Dataset entries

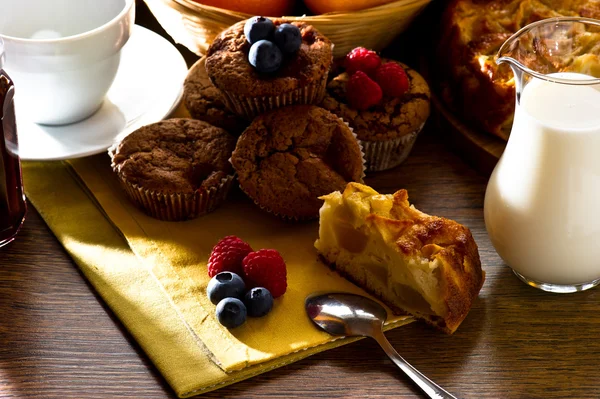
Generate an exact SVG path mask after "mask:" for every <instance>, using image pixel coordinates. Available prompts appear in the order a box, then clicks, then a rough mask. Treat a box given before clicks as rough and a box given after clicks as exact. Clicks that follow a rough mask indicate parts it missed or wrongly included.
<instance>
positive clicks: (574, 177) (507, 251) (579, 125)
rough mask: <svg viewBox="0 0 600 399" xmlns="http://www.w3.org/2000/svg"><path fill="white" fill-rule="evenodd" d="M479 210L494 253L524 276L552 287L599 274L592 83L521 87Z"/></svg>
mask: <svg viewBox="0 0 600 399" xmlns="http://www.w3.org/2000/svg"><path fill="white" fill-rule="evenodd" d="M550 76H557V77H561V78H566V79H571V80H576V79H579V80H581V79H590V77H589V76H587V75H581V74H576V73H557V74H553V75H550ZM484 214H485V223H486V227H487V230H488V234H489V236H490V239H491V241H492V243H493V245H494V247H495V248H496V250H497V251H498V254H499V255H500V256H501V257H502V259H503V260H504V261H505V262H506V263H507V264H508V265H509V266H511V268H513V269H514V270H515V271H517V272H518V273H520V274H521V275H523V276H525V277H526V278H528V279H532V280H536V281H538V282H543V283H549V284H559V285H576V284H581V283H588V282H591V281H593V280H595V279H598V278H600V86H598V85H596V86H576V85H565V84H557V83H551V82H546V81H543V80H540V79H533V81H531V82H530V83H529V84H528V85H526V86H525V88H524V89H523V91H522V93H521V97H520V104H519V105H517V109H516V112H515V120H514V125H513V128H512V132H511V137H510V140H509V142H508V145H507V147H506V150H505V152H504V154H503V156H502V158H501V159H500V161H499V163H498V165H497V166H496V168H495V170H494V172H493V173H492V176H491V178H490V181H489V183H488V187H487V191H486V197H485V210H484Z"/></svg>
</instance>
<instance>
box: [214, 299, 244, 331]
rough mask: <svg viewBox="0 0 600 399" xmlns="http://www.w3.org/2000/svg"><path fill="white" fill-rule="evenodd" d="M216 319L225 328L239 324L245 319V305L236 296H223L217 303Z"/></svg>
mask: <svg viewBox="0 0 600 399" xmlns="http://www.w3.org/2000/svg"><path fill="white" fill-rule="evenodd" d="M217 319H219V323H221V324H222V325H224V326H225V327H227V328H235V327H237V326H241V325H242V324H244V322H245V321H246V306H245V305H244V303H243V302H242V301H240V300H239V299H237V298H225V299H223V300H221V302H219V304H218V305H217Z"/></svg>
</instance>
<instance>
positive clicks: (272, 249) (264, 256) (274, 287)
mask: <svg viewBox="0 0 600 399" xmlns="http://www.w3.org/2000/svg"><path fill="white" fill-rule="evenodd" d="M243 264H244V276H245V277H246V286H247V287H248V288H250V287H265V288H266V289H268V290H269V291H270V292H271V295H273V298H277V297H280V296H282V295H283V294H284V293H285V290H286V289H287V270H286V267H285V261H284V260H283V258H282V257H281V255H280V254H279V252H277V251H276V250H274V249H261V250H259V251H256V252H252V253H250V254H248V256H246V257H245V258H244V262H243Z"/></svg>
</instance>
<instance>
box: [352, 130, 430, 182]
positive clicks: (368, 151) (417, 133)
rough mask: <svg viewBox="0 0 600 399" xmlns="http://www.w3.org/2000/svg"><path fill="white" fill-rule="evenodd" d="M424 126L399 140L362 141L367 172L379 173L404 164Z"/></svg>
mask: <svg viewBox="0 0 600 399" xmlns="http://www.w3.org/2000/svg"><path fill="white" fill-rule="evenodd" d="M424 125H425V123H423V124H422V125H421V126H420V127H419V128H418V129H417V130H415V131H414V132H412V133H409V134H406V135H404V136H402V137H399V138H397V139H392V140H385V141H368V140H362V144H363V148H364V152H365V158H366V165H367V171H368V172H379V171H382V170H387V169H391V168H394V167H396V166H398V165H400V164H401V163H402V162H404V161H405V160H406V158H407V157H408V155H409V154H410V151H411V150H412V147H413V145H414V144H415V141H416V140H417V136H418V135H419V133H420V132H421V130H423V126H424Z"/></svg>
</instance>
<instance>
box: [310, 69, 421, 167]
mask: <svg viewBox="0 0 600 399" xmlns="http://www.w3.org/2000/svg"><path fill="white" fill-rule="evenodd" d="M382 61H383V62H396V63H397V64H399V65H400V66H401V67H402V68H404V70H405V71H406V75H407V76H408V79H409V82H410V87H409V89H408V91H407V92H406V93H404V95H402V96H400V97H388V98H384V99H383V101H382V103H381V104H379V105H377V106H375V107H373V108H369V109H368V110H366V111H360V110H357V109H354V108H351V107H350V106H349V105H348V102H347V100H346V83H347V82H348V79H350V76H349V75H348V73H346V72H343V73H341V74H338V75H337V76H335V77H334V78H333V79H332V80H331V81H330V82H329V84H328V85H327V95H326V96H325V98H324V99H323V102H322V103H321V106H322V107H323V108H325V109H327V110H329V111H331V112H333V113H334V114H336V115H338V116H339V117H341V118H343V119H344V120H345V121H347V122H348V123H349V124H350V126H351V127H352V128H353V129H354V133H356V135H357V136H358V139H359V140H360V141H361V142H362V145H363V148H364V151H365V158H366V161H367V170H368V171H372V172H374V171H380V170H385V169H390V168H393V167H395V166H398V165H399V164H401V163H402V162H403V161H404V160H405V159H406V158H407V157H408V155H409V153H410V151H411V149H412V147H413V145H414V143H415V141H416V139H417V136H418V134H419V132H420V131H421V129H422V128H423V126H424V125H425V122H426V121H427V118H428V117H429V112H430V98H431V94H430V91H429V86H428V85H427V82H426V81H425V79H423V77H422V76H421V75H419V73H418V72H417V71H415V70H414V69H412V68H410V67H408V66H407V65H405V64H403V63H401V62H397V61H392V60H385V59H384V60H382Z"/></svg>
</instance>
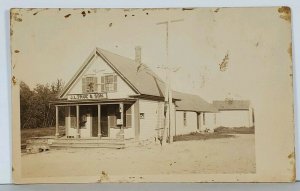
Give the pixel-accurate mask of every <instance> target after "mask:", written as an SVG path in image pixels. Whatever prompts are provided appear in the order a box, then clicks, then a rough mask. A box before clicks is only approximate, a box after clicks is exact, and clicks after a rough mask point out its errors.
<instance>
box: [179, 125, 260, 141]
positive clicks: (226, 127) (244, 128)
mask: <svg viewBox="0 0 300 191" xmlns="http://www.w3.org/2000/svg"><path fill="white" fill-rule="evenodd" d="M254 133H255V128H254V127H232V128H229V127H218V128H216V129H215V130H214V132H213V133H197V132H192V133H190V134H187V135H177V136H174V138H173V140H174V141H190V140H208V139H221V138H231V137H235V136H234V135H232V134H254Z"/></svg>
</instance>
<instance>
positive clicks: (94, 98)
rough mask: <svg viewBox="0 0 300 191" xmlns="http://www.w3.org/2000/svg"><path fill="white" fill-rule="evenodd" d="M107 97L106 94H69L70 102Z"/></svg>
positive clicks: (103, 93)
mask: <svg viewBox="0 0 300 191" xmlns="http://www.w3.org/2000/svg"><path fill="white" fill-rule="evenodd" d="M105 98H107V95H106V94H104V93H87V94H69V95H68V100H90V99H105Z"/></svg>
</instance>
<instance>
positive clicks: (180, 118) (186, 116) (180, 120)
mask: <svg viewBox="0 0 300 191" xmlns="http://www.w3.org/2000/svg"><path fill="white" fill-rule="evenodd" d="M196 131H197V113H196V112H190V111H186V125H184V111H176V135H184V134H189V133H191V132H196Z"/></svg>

...

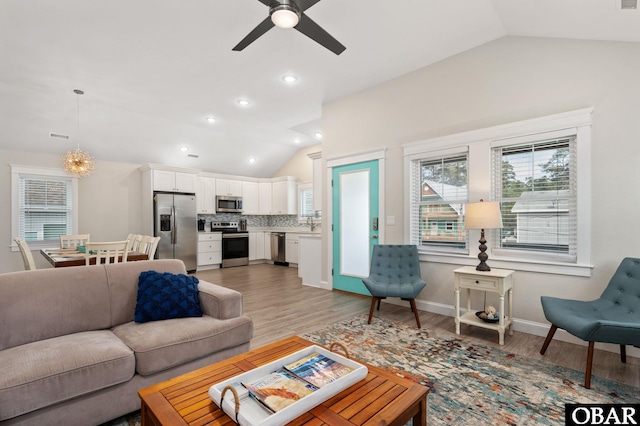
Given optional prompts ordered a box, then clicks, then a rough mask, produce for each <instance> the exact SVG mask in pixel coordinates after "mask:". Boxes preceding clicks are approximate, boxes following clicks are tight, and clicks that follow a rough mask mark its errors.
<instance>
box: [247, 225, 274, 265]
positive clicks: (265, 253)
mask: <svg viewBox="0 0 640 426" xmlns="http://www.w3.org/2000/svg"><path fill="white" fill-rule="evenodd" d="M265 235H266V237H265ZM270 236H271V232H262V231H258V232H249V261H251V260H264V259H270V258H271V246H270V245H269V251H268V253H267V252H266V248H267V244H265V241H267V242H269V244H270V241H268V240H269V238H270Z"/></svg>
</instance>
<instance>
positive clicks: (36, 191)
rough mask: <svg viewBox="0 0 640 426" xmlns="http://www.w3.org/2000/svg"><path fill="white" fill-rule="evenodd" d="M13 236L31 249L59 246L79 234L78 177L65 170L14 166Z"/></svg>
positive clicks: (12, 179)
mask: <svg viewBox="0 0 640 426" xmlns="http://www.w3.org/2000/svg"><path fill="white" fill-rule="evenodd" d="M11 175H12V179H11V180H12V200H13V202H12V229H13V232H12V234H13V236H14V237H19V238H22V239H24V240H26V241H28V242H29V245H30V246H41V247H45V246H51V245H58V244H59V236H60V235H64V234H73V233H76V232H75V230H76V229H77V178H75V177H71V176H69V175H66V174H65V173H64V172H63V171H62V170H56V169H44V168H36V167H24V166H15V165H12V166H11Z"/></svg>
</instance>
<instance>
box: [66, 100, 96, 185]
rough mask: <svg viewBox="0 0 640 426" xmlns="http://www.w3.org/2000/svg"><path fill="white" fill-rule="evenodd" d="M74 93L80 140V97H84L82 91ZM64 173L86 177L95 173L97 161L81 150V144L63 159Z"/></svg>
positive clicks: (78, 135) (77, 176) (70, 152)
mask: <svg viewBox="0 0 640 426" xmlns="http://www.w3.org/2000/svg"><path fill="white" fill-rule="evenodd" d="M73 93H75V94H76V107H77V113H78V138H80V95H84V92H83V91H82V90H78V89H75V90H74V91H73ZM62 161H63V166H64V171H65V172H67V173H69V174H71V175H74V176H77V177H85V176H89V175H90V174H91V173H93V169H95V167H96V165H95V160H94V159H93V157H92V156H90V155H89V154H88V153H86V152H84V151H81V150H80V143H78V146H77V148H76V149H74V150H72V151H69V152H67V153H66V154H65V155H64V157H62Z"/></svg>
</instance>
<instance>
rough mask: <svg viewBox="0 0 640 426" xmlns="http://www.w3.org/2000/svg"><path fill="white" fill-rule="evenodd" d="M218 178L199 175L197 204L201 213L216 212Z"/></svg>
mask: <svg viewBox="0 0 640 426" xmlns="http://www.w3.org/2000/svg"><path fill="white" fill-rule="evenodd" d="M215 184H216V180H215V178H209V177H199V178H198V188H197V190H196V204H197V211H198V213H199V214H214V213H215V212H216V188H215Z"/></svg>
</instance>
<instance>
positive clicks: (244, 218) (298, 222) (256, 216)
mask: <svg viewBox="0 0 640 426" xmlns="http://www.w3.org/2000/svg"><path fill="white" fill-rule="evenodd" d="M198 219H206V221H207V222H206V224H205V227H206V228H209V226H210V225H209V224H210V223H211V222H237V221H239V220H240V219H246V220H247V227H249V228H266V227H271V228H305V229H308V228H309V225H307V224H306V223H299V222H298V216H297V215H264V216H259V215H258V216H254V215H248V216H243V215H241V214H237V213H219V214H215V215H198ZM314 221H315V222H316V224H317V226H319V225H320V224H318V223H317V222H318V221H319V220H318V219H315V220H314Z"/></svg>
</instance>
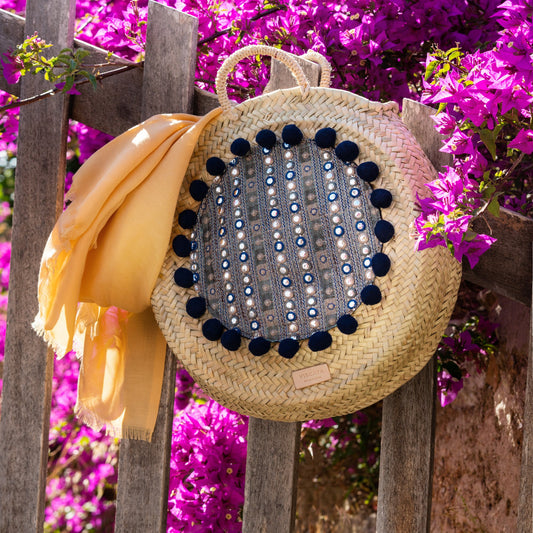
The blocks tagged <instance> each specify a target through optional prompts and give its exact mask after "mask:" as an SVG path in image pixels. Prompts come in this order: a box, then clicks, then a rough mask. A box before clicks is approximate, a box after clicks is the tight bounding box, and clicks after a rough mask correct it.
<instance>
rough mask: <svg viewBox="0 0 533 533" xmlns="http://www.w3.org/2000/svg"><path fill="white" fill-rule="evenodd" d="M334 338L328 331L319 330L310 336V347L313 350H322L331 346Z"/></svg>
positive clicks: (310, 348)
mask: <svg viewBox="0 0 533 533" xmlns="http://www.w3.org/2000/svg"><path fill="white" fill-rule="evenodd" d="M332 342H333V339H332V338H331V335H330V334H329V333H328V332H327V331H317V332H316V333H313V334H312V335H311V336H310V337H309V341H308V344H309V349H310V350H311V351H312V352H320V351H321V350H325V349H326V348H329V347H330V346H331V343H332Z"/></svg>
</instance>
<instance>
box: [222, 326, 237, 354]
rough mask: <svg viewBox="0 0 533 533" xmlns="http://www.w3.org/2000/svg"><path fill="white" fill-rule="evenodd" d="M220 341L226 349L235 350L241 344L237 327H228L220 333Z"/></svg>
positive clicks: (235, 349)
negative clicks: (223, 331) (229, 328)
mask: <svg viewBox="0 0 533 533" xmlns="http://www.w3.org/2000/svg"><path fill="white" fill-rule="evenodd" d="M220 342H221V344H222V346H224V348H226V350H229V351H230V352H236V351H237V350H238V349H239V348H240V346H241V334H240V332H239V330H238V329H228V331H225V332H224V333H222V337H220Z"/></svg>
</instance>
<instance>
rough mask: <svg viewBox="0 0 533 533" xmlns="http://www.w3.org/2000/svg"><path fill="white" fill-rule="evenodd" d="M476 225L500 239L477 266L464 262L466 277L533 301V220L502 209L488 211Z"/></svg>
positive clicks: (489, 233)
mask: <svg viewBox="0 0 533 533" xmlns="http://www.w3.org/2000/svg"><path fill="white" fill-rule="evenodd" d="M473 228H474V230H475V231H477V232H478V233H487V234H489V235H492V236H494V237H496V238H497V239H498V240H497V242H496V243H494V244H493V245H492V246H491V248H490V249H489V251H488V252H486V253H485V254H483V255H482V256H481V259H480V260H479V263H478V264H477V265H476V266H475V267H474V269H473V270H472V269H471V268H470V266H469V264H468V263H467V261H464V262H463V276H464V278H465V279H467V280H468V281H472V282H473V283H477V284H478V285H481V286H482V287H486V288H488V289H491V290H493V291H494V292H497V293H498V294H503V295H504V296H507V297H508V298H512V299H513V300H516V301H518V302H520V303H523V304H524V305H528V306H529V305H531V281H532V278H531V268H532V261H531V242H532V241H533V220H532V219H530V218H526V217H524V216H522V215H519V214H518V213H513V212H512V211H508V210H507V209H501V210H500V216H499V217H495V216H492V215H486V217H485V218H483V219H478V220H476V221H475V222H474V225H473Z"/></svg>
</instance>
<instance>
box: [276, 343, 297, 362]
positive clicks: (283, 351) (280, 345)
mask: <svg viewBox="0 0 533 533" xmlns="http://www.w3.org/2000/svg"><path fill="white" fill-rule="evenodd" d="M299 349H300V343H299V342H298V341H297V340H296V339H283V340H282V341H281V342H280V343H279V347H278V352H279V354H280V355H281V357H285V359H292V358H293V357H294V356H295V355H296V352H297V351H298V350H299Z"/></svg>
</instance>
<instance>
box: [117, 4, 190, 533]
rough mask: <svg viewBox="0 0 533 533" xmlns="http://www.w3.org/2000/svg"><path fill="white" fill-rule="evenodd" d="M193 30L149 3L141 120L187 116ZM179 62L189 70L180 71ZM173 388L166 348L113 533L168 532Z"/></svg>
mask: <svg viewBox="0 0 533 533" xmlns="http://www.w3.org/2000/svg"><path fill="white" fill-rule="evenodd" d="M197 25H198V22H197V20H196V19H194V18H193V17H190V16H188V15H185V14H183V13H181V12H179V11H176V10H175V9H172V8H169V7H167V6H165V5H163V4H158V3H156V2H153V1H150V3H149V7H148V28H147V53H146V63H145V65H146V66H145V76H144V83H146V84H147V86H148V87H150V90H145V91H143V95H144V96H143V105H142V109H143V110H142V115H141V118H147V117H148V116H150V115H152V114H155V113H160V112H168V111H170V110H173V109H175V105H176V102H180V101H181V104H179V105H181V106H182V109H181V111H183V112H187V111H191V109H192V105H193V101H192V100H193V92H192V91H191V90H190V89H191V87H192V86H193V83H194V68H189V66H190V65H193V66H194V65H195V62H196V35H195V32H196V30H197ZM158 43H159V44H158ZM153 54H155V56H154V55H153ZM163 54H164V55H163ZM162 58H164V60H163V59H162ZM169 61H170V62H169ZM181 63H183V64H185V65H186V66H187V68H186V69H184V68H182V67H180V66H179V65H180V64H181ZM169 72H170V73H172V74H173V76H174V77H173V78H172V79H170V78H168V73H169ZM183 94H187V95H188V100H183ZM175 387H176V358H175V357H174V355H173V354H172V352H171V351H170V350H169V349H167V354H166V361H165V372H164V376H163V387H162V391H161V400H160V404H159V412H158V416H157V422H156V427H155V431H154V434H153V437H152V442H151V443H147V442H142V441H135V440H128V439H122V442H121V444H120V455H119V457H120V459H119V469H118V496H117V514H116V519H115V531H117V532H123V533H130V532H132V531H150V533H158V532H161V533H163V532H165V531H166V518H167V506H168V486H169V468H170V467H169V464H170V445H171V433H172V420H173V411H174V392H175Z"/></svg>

==

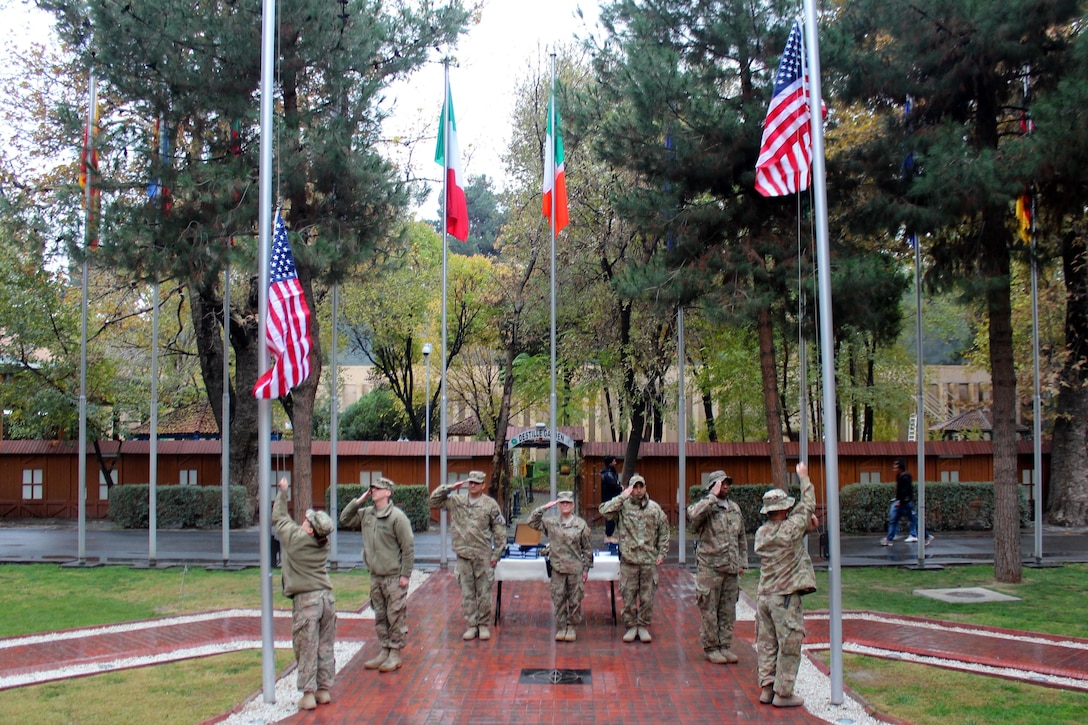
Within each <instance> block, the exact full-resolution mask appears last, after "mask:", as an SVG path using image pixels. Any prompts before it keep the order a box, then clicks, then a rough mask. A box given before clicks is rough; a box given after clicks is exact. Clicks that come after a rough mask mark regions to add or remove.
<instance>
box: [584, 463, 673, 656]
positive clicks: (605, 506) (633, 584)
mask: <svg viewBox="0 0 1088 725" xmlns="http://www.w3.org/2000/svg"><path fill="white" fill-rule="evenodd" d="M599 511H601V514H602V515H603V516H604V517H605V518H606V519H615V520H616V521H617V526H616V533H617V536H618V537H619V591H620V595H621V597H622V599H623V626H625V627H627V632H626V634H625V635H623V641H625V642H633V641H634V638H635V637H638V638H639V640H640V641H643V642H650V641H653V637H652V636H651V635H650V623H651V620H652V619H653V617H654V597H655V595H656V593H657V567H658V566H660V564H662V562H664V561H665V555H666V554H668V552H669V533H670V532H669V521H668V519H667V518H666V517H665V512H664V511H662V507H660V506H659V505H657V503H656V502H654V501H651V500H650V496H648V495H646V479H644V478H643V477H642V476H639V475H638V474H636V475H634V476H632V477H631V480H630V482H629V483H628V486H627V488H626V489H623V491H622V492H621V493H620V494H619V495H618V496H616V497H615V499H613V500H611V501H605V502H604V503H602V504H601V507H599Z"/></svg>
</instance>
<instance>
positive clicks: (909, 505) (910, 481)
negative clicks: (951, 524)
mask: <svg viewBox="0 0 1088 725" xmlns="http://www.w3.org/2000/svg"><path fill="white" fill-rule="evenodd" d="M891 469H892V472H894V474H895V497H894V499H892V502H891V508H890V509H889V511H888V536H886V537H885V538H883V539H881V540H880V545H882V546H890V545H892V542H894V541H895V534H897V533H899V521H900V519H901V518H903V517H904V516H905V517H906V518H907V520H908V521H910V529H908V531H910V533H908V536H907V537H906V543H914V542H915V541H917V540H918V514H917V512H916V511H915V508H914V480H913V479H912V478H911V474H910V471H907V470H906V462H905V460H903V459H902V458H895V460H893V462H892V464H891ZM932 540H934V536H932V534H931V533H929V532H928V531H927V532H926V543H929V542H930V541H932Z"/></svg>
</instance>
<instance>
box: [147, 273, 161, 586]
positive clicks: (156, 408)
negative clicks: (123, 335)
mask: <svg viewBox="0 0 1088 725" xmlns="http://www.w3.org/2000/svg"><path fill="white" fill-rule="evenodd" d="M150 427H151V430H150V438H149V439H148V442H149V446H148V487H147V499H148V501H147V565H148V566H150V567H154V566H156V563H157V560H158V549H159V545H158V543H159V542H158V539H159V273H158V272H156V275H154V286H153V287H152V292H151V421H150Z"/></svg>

▶ Exercise prompt
Pick out every line of the items above that contains the string "target", and copy each of those lines.

▶ Answer for the task
Give the pixel-accurate mask of every <instance> target after "mask:", written as an SVG path in image pixels. Whatever prompts are provided appear in the order a box, then clicks, then a rough mask. A box before clicks is only approximate, a box after clicks is exact, and clicks after a rough mask point out its errors.
The blocks tagged <instance> each specify a target through optional prompts and give its exact mask after "mask:" as an SVG path in image pixels. Prompts come in this order: a box, then clicks, then a rough mask. A box before clicks is approximate, a box after clicks is the tight bounding box, and clicks after a rough mask correct it.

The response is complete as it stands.